Short task -> Copy each of the following records word for word, keeping every line unchanged.

Data for this exercise ->
┄┄┄┄┄┄
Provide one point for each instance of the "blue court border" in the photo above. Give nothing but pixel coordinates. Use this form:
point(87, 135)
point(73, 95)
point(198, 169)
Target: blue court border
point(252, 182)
┄┄┄┄┄┄
Exercise answer ->
Provide one point for each instance of the "blue court border" in the photo above. Give nothing but pixel coordinates. Use this form:
point(87, 135)
point(73, 95)
point(198, 169)
Target: blue court border
point(252, 182)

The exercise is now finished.